Write out every item below word for word, omitting the pictures.
═════ Provided material
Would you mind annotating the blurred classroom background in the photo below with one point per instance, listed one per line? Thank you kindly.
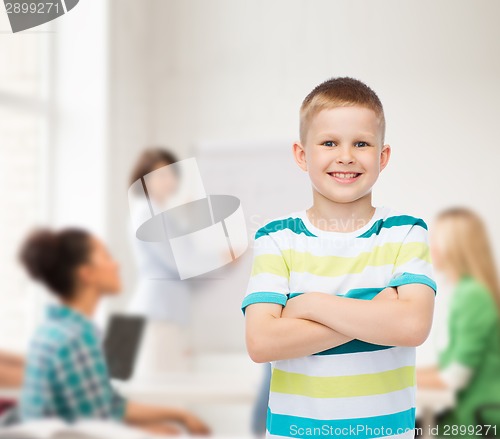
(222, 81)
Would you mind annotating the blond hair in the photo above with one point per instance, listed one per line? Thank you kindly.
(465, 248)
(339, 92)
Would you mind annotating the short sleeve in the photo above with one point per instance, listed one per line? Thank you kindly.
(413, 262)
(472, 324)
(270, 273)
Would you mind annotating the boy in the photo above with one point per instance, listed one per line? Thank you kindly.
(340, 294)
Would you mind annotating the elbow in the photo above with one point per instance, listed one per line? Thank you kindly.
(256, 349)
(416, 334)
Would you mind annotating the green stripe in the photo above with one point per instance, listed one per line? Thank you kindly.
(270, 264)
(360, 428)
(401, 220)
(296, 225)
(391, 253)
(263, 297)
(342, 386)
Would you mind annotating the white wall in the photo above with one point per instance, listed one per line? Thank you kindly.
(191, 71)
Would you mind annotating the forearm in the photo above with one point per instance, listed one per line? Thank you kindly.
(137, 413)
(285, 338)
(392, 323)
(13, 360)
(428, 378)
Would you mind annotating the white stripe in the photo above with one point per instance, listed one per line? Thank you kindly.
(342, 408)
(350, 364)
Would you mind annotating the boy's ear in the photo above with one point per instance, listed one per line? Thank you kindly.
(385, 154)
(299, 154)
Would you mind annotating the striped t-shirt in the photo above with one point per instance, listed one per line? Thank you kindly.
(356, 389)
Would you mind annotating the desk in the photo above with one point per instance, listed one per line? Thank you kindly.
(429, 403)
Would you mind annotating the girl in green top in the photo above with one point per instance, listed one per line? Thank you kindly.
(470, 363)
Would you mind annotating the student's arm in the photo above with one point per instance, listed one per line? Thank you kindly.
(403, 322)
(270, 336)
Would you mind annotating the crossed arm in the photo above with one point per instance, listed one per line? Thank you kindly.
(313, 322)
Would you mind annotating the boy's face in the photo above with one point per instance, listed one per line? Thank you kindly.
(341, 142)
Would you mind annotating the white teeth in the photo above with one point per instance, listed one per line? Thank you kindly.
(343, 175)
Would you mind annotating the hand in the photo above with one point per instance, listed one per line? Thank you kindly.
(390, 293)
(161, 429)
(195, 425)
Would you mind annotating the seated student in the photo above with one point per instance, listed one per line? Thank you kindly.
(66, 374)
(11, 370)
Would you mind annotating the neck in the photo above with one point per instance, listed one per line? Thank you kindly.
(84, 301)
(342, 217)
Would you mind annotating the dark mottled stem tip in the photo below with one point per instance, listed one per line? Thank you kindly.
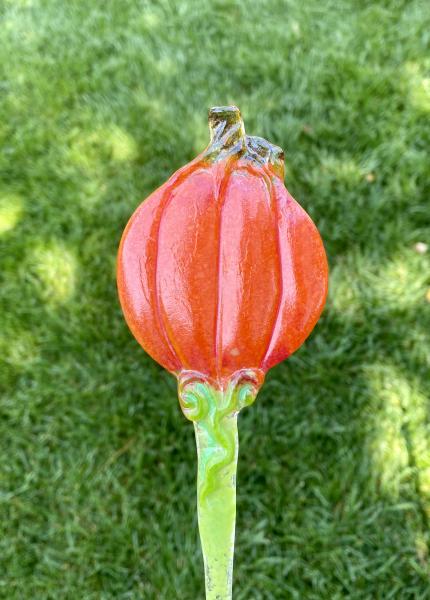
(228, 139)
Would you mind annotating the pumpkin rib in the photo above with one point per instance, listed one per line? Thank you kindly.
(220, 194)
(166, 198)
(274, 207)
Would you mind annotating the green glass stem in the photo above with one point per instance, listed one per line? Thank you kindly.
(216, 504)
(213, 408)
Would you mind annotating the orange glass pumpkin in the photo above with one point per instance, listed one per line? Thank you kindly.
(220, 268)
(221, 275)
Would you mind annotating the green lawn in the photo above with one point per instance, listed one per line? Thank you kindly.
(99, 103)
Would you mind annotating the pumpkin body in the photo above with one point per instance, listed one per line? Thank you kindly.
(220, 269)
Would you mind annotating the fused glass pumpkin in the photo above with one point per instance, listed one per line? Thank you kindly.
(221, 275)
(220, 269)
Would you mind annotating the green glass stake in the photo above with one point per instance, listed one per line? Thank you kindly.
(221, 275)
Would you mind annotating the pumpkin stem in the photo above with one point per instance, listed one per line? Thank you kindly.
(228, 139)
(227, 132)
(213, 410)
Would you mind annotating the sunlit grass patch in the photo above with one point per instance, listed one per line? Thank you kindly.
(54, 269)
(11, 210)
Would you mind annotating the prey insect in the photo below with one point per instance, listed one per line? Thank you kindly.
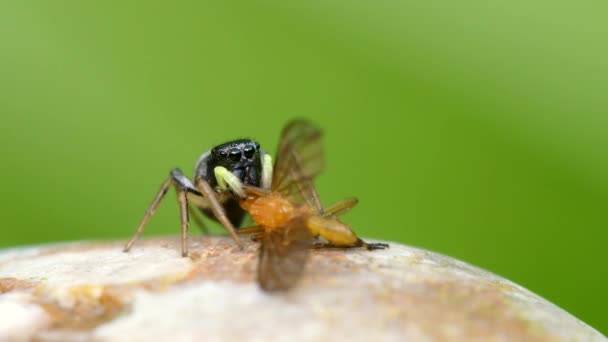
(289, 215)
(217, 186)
══════════
**Complete response**
Would you mind annotating the blurred classroom background in the photo below with one point per instance, listed one per line? Thank you kindly.
(222, 81)
Would you mind annotating the blond hair in the photo above with one point per instance, listed one per line? Thank you kindly.
(465, 248)
(339, 92)
Would you mind annotating the short sleeve in the photo above with one point per instance, listed one per line? Thank you kindly.
(413, 262)
(472, 324)
(270, 273)
Would you mind annotating the boy in the photo above with one point per instance, listed one per line? Thank you kindly.
(340, 294)
Would you mind annotating the elbow in the photo above with one point per instance, listed one per line? Thank you kindly.
(256, 349)
(416, 334)
Would you mind annotating the green stripe in the photo above with one point per instance, listed one per line? Thank you kindly.
(270, 264)
(360, 428)
(401, 220)
(296, 225)
(391, 253)
(263, 297)
(342, 386)
Would you mind annotating the white wall in the photo above with one point per instance, listed one per line? Thank you kindly.
(191, 71)
Would you mind annotating the forearm in the photo above with one point per instance, listed one per line? Thank you kindly.
(137, 413)
(285, 338)
(392, 323)
(13, 360)
(428, 378)
Would you mind annotating the white stripe in the photo above with one point per instance, listed one per line? Thank you kindly.
(342, 408)
(350, 364)
Would you mind annotating the boy's ear in the photo above with one point per instance, listed one per line? Thank you kindly.
(385, 154)
(299, 154)
Would you mind annotating the striped t-shirt in the photo above with one point per instance, listed one per line? Thank you kindly.
(356, 389)
Would you mind annotating the desk in the photo above with one point per instance, listed one per line? Thank you kindly.
(429, 403)
Would you mind annotating the girl in green top in the photo above with one point per instance, listed one per line? Thank you kindly.
(470, 363)
Would you mind annotating the student's arm in the photo above with one point per instance, listed one per line? Thank you kindly.
(403, 322)
(270, 336)
Would you mind annotating the crossed arm in the photo above with one point per instance, listed one per line? Thank you kindly.
(313, 322)
Would you mind annotating the boy's face in the photo above with one point per instance, listed one per line? Thank you kindly.
(341, 142)
Would you mind annotating the white teeth in the photo above with one point per instance, listed one per line? Thank you kindly.
(343, 175)
Would you mind annotating the hand in the photo above with one point per instance, listed one per line? Thank you kindly.
(390, 293)
(161, 429)
(195, 425)
Would you mind annotating the seated student in the photo above with one point per instance, listed one per line? Thank you kindly.
(66, 374)
(11, 370)
Would you mind annotating the neck in the photo above with one point per instance, listed one per line? Thank you kindly.
(84, 301)
(342, 217)
Would you mind annotating the dark mottled stem tip in the photo below with one point per instance, listed one per line? Thank you kindly.
(228, 139)
Would you mind annotating the pumpkin rib in the photo above with one point per instance, listed one per line? Thank you kindly.
(220, 194)
(166, 198)
(274, 207)
Would you mind annotating the green glass stem in the photo above with one point per instance, listed one per line? Thank you kindly.
(216, 504)
(213, 408)
Would you mind annotating the orange glass pumpkin in the photo above with one point per instance, listed one per line? Thank you kindly.
(220, 268)
(221, 275)
Would you mind annotating the green lawn in the photo above with one point per instance, listed one per line? Thank you kindly.
(99, 103)
Would you mind annotating the pumpkin body in the photo above with one point per instance, listed one per line? Thank you kindly.
(220, 269)
Would you mind annotating the fused glass pumpkin in the photo above with one point per instance, listed one per line? Thank you kindly.
(221, 275)
(220, 269)
Would you mind annotating the green glass stake in the photo above with one point per instance, listed one per line? Thank you kindly.
(221, 275)
Would you mind annotating the pumpkin stem in the photo above with one point per instance, listed one per line? Thank you kindly.
(228, 139)
(227, 132)
(213, 410)
Would you mind annotating the sunlit grass patch in the photo above with one point per instance, listed one per line? Thank you kindly.
(54, 269)
(11, 210)
Would you mind annotating the prey insect in the photo below with one point per instance, listed one per line? Thank you kindly.
(289, 215)
(217, 186)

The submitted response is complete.